Your response should be a copy of each line in the listing below that includes the word "light".
* * * * *
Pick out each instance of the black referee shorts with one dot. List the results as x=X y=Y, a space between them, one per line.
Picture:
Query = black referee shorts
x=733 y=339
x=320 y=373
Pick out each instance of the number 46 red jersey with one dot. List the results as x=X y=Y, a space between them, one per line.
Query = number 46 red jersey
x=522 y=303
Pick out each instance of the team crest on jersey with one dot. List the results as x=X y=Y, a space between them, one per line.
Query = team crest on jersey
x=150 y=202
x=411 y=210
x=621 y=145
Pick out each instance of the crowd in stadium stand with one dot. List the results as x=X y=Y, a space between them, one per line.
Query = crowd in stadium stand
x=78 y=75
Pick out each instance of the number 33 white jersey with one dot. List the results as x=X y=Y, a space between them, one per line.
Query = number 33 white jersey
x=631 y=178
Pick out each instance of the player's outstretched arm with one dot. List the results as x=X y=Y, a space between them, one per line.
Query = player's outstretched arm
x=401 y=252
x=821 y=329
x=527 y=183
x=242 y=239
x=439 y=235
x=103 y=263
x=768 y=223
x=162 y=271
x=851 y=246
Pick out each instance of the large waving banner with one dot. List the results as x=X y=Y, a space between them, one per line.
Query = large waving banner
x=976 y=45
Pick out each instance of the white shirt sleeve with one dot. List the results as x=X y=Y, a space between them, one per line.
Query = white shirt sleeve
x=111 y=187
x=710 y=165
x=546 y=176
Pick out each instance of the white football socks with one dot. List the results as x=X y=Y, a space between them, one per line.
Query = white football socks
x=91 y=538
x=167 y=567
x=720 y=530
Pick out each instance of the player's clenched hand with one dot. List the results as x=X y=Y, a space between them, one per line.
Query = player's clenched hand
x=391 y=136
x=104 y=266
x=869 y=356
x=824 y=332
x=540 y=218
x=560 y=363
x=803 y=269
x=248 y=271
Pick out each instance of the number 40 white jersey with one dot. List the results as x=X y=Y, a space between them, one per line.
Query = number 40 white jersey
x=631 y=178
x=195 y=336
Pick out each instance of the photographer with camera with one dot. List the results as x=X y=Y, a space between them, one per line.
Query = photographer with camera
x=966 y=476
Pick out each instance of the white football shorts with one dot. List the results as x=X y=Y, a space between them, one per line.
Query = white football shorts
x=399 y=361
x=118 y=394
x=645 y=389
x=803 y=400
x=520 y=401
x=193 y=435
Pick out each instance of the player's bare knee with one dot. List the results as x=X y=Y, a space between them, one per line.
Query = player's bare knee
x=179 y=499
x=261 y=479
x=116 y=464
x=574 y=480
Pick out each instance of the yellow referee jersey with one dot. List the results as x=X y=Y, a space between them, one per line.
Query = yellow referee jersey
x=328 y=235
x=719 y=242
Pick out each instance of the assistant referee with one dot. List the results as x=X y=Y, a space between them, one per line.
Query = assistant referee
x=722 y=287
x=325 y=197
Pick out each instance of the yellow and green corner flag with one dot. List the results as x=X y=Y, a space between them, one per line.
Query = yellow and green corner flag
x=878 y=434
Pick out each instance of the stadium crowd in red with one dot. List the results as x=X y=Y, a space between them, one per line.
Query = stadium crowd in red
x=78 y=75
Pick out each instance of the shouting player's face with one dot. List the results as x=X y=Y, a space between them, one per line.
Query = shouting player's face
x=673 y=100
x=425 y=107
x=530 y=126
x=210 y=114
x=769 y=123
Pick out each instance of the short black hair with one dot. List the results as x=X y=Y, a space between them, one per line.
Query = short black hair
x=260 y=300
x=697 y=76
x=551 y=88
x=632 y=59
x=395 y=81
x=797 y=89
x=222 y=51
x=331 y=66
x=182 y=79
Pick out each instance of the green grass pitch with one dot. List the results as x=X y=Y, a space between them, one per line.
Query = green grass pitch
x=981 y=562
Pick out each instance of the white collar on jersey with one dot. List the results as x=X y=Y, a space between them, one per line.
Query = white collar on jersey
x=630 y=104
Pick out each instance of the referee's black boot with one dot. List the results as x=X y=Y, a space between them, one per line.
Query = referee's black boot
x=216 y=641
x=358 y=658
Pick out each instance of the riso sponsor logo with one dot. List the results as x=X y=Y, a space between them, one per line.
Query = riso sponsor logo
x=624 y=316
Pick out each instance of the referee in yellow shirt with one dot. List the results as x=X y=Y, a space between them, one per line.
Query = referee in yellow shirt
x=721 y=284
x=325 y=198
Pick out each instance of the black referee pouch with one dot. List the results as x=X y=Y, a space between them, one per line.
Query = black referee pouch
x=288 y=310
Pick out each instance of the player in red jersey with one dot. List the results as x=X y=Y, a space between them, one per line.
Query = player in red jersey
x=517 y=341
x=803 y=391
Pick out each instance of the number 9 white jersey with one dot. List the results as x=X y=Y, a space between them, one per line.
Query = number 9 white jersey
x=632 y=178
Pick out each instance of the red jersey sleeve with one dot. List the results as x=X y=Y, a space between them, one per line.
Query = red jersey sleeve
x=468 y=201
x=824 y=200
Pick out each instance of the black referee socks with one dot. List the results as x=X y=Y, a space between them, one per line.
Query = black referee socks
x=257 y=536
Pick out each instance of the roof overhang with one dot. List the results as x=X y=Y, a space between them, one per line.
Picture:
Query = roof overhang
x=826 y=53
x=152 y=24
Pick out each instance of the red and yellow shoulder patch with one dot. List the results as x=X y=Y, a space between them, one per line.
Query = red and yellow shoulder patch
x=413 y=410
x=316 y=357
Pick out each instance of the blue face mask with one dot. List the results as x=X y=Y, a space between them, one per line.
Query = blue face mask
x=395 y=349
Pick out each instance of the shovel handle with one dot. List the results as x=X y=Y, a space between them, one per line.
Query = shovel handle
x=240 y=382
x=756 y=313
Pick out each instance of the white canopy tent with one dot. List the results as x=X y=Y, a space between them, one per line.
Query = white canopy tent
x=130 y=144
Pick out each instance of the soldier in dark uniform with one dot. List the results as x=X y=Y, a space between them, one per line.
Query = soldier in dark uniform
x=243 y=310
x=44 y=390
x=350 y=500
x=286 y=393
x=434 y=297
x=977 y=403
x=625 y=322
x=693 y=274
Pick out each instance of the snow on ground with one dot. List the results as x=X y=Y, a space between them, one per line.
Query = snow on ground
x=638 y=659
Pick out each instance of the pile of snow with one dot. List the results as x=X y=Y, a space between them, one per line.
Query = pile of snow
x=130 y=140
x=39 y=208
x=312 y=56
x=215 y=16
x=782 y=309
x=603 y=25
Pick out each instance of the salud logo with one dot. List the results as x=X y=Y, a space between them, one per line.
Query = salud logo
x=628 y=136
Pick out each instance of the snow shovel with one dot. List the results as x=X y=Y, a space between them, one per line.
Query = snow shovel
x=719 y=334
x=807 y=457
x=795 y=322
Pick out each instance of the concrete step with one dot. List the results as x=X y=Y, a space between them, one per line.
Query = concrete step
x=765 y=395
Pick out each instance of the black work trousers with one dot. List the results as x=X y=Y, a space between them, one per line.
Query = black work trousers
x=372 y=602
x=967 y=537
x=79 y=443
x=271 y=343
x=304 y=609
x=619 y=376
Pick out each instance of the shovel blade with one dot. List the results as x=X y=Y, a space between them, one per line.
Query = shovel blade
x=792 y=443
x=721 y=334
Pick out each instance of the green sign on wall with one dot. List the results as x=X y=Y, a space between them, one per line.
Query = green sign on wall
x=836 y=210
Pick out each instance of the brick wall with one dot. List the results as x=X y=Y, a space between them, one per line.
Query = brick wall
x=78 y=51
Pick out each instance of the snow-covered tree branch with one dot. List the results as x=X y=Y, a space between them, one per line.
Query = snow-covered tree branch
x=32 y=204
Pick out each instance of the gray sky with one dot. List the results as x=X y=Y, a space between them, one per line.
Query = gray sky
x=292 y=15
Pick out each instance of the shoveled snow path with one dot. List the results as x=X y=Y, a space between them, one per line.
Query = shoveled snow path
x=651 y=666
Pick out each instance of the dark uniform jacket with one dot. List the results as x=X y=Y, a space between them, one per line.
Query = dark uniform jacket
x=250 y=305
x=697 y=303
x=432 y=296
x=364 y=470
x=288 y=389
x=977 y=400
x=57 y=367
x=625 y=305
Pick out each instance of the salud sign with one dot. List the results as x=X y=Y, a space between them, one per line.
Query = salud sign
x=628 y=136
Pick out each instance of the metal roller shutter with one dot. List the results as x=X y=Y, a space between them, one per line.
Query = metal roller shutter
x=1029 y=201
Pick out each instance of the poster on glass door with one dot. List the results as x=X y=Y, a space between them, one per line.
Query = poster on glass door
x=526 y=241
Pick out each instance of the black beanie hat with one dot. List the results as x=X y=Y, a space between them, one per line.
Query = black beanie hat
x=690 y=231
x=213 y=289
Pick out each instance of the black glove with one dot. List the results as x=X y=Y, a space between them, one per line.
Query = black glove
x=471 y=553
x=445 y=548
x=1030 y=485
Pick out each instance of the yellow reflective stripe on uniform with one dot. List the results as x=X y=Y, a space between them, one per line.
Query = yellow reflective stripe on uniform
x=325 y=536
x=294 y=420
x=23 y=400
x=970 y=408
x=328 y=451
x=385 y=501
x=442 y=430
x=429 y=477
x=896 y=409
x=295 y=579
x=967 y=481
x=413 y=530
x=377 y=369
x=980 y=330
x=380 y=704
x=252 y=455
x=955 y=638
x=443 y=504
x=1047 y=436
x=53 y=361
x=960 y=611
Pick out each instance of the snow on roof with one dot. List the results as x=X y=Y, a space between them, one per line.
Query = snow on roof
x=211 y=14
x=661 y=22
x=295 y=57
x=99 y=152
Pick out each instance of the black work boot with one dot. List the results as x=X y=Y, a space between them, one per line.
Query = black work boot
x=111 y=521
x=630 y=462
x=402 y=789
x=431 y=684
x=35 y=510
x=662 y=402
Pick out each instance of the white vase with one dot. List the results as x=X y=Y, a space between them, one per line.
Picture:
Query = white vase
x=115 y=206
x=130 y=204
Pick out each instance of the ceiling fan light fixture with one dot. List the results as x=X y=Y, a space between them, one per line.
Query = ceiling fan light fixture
* * * * *
Response to the exercise:
Pick out each instance of the ceiling fan light fixture with one dot. List the results as x=X y=Y, a space between them, one per line.
Query = ceiling fan light fixture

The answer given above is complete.